━━ Data listing
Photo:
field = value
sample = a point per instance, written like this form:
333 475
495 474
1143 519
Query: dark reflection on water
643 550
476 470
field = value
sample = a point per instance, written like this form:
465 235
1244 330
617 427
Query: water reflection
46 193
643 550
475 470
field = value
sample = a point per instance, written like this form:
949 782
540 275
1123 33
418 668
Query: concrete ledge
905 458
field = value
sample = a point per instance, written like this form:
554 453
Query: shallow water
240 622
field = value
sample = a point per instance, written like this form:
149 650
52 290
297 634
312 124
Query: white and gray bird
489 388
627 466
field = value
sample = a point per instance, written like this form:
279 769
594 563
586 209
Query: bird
━━━━
Please retype the entries above in full, exactly as they stand.

Photo:
field = value
sample = a point per instance, written like this form:
333 475
495 474
1143 519
Query: dark reflection on water
643 550
476 470
field = value
sample = a point per instance, written like this form:
465 235
1244 330
617 427
Query: water reflection
46 193
643 550
475 470
field = value
sample = a point per instance, written like this form:
949 782
540 275
1123 33
418 668
Query: concrete ledge
905 458
field = value
sample = a point per instance, written like this form:
554 453
Query: shallow water
240 622
field = value
sample = a point per instance, written like this form:
149 650
52 290
297 634
312 124
Query: white and gray bird
489 388
627 466
field = value
sample = a point per instance, written like this form:
279 769
594 563
586 209
Query: bird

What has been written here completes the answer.